** Opening INPUT RECORDS block **

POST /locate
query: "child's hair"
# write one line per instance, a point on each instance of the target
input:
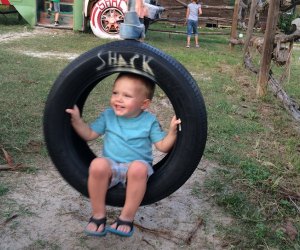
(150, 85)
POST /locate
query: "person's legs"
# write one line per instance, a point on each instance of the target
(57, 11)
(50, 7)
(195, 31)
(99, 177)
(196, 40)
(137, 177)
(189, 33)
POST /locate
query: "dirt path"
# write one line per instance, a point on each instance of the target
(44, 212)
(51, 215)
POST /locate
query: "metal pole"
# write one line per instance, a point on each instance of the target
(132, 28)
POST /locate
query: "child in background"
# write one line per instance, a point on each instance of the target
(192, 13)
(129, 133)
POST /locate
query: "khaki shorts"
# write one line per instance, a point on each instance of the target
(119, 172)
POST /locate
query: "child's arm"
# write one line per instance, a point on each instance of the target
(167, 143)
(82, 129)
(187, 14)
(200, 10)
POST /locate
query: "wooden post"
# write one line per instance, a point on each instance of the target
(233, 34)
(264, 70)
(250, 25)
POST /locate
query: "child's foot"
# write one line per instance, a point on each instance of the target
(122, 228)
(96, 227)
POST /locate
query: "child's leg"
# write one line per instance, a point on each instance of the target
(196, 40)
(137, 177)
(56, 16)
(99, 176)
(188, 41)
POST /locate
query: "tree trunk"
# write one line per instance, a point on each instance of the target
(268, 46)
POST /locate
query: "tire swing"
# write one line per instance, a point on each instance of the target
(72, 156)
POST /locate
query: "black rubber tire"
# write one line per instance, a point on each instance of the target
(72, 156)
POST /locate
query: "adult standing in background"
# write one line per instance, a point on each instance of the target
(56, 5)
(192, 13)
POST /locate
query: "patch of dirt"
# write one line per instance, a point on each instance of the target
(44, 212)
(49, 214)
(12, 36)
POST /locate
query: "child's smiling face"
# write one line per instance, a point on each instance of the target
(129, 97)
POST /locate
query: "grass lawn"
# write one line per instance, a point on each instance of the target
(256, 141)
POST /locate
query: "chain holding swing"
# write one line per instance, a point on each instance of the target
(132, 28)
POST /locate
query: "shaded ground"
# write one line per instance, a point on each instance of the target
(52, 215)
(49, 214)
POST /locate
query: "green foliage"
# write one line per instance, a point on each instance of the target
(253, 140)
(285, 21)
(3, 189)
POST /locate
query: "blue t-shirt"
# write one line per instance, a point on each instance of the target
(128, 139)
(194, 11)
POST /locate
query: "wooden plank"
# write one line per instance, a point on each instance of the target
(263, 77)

** Closing INPUT RECORDS block **
** Opening INPUT RECORDS block **

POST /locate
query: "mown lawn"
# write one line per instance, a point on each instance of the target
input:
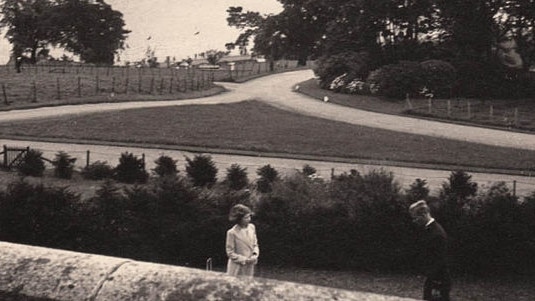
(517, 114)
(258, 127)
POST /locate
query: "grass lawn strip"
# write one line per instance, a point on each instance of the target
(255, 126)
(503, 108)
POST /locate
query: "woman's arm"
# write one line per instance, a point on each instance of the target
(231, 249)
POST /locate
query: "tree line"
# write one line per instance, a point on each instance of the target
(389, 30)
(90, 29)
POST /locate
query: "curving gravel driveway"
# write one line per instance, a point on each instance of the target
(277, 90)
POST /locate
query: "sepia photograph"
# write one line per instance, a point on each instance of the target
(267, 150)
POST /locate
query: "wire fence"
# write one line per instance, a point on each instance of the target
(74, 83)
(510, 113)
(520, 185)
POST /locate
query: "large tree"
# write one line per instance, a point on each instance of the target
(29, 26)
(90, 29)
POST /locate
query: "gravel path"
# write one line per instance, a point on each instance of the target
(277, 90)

** Closing INPUT RECORDS block **

→ WHAT TO WORK ON: Could you filter the material above and copy each line that holds the word "gravel"?

→ SOLUTION FOR THIS PROBLEM:
query: "curving gravel driveway"
query: "gravel path"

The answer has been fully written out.